**EXERCISE DESCRIPTION**
Give these records as a two-column CSV with the columns "phrase" and "points", one row for each request: its text under "phrase" and its answer under "points", each in one quoted field with line breaks turned into spaces.

**Dataset rows showing where objects appear**
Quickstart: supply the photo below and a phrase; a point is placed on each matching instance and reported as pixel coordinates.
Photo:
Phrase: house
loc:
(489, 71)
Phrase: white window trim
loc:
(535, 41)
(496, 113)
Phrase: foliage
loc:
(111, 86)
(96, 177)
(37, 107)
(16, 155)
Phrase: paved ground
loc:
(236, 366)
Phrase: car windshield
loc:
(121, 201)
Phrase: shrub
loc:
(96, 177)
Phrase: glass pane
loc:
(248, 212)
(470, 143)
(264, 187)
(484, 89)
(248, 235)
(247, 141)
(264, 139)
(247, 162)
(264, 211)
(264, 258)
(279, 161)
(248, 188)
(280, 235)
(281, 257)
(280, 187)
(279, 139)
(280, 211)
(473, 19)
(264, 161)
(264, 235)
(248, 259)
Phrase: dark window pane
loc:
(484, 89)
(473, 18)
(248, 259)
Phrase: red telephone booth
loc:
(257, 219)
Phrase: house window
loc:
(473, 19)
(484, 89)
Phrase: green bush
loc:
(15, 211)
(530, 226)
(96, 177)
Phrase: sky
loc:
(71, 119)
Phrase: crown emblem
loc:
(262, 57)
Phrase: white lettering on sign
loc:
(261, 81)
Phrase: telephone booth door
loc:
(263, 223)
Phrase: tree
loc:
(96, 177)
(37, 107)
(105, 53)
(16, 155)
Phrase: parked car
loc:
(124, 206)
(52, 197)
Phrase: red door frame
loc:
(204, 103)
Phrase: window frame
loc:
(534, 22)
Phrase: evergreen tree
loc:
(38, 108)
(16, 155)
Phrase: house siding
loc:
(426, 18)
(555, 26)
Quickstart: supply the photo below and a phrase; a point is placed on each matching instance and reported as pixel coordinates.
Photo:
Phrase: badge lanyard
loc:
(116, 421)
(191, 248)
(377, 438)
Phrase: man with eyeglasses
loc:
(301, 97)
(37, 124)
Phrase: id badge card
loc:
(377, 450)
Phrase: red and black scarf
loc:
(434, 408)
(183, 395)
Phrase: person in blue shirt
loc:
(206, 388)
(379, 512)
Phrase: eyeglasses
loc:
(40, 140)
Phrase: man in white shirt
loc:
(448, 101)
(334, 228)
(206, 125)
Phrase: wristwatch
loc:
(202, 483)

**WRITTEN RESPONSE**
phrase,points
"Quickstart: supply the photo below and a phrase; a point is placed on each matching instance and reported as pixel coordinates. Photo: Phrase: house loc:","(489, 71)"
"Phrase: white window trim loc:","(535, 41) (496, 113)"
"Phrase: foliage loc:","(111, 86) (96, 177) (37, 107) (16, 155)"
"Phrase: paved ground loc:","(236, 366)"
"Phrase: car windshield loc:","(121, 201)"
"Phrase: shrub loc:","(96, 177)"
"Phrase: glass pane loc:","(248, 212) (470, 143) (264, 187) (484, 89) (248, 235) (247, 141) (264, 139) (247, 162) (264, 211) (264, 258) (279, 161) (248, 188) (280, 235) (281, 257) (280, 187) (279, 139) (280, 211) (473, 19) (264, 161) (264, 235) (248, 259)"
"Phrase: dark window pane loc:","(484, 89) (473, 18) (248, 259)"
"Phrase: red telephone booth loc:","(257, 219)"
"Phrase: house window loc:","(473, 19) (484, 89)"
"Phrase: green bush loc:","(15, 211) (530, 226) (96, 177)"
"Phrase: sky loc:","(71, 119)"
"Phrase: crown emblem loc:","(262, 57)"
"Phrase: white lettering on sign loc:","(261, 81)"
"Phrase: telephone booth door loc:","(263, 223)"
"Phrase: tree loc:","(96, 177) (37, 107) (105, 53) (16, 155)"
"Phrase: parked car loc:","(124, 206) (52, 197)"
"Phrase: red door frame loc:","(204, 103)"
"Phrase: window frame loc:","(534, 22)"
"Phrase: evergreen tree loc:","(38, 108) (16, 155)"
"Phrase: house siding loc:","(426, 18) (555, 26)"
"Quickstart: supply the photo below and a phrase; a point is placed on each matching instance and reported as pixel coordinates. Photo: Phrase: badge lanyard loc:","(116, 421) (191, 248) (377, 438)"
"Phrase: man with eyeglasses loc:","(301, 97) (37, 124)"
"Phrase: id badge card loc:","(377, 450)"
"Phrase: red and black scarf loc:","(434, 408) (183, 395)"
"Phrase: person in blue shirt loc:","(206, 388) (379, 512)"
"Phrase: eyeglasses loc:","(40, 140)"
"Phrase: man in white shirt loc:","(448, 101) (334, 228) (206, 125)"
"Phrase: wristwatch loc:","(202, 483)"